### Request
Recast every line of all the entries below as a Markdown table with two columns, Row and Line. Put a running row number in Row and the line's text in Line, and leave out blank lines.

##### Exercise data #####

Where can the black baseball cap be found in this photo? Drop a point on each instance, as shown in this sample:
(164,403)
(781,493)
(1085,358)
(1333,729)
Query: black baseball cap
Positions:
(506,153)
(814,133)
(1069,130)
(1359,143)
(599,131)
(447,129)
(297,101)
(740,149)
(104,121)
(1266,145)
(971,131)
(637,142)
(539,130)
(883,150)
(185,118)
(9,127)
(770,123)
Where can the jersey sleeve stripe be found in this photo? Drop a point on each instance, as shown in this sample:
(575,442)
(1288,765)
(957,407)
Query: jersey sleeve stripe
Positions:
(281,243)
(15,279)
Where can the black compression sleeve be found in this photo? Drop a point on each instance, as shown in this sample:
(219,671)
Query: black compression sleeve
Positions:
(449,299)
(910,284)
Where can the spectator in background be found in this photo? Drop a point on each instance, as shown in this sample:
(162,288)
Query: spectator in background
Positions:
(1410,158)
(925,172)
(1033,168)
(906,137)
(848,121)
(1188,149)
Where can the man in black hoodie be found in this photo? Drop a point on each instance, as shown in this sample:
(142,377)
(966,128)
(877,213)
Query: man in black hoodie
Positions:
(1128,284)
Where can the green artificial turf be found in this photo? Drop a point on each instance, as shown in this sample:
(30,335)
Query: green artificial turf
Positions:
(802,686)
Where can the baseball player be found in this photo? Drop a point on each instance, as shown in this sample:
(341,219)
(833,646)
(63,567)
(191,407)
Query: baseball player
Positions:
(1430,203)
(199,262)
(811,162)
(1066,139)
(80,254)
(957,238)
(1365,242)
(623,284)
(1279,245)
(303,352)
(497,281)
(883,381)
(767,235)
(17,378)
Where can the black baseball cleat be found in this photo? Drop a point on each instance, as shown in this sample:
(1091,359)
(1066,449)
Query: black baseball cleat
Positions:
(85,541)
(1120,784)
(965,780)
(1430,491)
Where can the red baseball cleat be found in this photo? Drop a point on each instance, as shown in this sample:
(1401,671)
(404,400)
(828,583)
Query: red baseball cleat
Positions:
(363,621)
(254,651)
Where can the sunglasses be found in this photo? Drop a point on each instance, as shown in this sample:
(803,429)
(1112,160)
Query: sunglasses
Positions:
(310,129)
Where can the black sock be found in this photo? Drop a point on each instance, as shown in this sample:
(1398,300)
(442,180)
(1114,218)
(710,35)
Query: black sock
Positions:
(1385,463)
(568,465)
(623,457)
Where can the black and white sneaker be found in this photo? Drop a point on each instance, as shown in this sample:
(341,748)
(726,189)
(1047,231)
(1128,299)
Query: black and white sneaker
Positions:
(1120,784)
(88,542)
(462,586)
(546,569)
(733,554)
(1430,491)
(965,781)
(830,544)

#####

### Answer to the problem
| Row | Line |
|---|---|
| 1 | Where can the black baseball cap be found in this photo? Drop a point on each instance, as shown in this sample: |
| 2 | (164,403) |
| 3 | (781,493) |
| 4 | (1085,358) |
| 5 | (1333,729) |
| 6 | Query: black baseball cap |
| 7 | Positions: |
| 8 | (506,153) |
| 9 | (814,133) |
| 10 | (1069,130) |
| 11 | (1359,143) |
| 12 | (599,131) |
| 13 | (447,129) |
| 14 | (297,101) |
| 15 | (740,149) |
| 16 | (104,121) |
| 17 | (1266,145) |
| 18 | (971,131) |
| 19 | (637,142) |
| 20 | (539,130) |
| 21 | (883,150) |
| 22 | (185,118) |
| 23 | (9,127) |
| 24 | (770,123) |
| 25 | Where can the jersey sleeve stripe be found in this photo? Drop a point on each instance, as shown in this sample: |
| 26 | (575,442) |
| 27 | (1288,765) |
| 28 | (957,407) |
| 29 | Query: jersey sleeve stripe |
| 30 | Positions: |
| 31 | (281,243) |
| 32 | (15,279) |
| 33 | Where can the black compression sleeve be found in this photo? Drop a point on each instance, as shown in this sample: |
| 34 | (219,671) |
| 35 | Query: black compression sleeve |
| 36 | Positions: |
| 37 | (449,299) |
| 38 | (910,284) |
| 39 | Where can the spectator in background be found in this photo? Drop a point on each instance, as shown in this sample: |
| 40 | (162,288) |
| 41 | Query: spectator in background |
| 42 | Positions: |
| 43 | (1410,158) |
| 44 | (925,172) |
| 45 | (1033,168) |
| 46 | (906,137) |
| 47 | (848,121) |
| 48 | (1188,149) |
| 49 | Where can the man in black hoodie be found in this photo? Drop a point on each instance, as shown in this sample: |
| 50 | (142,377) |
| 51 | (966,128) |
| 52 | (877,213) |
| 53 | Query: man in black hoodie |
| 54 | Positions: |
| 55 | (1128,284) |
| 56 | Where can the green artificial turf be found in this photo? Drop a point on each instance, as shown in this sample: |
| 57 | (30,335) |
| 58 | Query: green artificial turf |
| 59 | Positions: |
| 60 | (802,686) |
| 61 | Where can the baseball player be found in this photo? Drop a point on each instance, as shown in this sample: |
| 62 | (341,219) |
| 63 | (833,646) |
| 64 | (63,567) |
| 65 | (191,407) |
| 66 | Query: baseball player |
| 67 | Positions: |
| 68 | (1430,203) |
| 69 | (199,262) |
| 70 | (811,162) |
| 71 | (1066,139) |
| 72 | (80,254) |
| 73 | (957,238) |
| 74 | (1365,242) |
| 75 | (623,284) |
| 76 | (1279,245) |
| 77 | (303,352) |
| 78 | (497,281) |
| 79 | (883,381) |
| 80 | (767,235) |
| 81 | (17,378) |
| 82 | Where can the black baseball cleat be found in this photo? Drop a point on each instance, as shown in this sample: |
| 83 | (1091,359) |
| 84 | (1066,449) |
| 85 | Query: black baseball cleat |
| 86 | Positions: |
| 87 | (85,541) |
| 88 | (1120,784) |
| 89 | (965,780) |
| 90 | (1430,491) |
| 91 | Where can the red baseball cleat be found in this photo? Drop a point on each instance, as shown in this sample: |
| 92 | (1401,671) |
| 93 | (404,400) |
| 94 | (828,583) |
| 95 | Query: red baseball cleat |
| 96 | Positions: |
| 97 | (363,621) |
| 98 | (254,651) |
| 99 | Where can the sunglasses be found in this photo? Drop a point on each instance, as shown in this sample: |
| 100 | (803,429) |
| 101 | (1112,160) |
| 102 | Query: sunglasses |
| 103 | Positions: |
| 104 | (310,129) |
| 105 | Where can the black sock be found in this photo? Drop a point on each instance, as shown in this sample: |
| 106 | (1398,300) |
| 107 | (442,180) |
| 108 | (1114,218) |
| 109 | (710,35) |
| 110 | Query: black sock |
| 111 | Positions: |
| 112 | (1385,463) |
| 113 | (568,465) |
| 114 | (623,457) |
| 115 | Where can the black and white sneaker be found in this photo? Drop a point on each instance, as shown in this sample: |
| 116 | (341,748) |
| 117 | (726,189) |
| 118 | (1047,231) |
| 119 | (1128,299) |
| 120 | Query: black and white sneaker |
| 121 | Positions: |
| 122 | (1120,784) |
| 123 | (88,542) |
| 124 | (462,586) |
| 125 | (546,569) |
| 126 | (733,554) |
| 127 | (1430,491) |
| 128 | (965,781) |
| 129 | (830,544) |